# Source text
>>>>>

The West African Republic of Ghana has an ambitious sustainable development agenda. It includes programmes to eliminate poverty and hunger, expand high school education and health care, and provide clean water and decent housing for everyone. But achieving these SDGs may be wishful thinking if the government cannot persuade foreign investors to help finance the plan.
Ghana is eager to tap into the growing demand for investment strategies that generate social and environmental benefits alongside financial returns. Sustainable investing is one of the hottest trends in finance, but very little of the money is making it to the countries that need it the most. While unlocking capital for emerging and developing economies is crucial to achieving the Sustainable Development Goals, many barriers are hampering these financial flows.
Prominent on the list is an exaggerated perception of risk, said Xavier Pierluca, managing partner at Enabling Qapital, a Swiss investment firm focused on emerging markets.
"Generally speaking, there’s a perception of risk that is much higher than the risk itself,’’ he said. “It is actually in many cases less risky to invest in an SME (small to mid-sized enterprise) in Ghana with a local shareholder than investing in a bond or a listed equity stock on your stock market here (in Switzerland).”

<<<<<

# Data section
>>>>>

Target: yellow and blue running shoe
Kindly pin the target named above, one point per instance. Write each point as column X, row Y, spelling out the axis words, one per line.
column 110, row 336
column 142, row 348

<<<<<

Answer from the text on Ghana:
(a) Whom must the government persuade to help finance its development plan?
(b) What two kinds of benefits besides financial returns do the investment strategies Ghana wants to tap into generate?
(c) What is Xavier Pierluca's position, and at which firm?

# Your solution
(a) Foreign investors.
(b) Social and environmental benefits.
(c) He is managing partner at Enabling Qapital, a Swiss investment firm focused on emerging markets.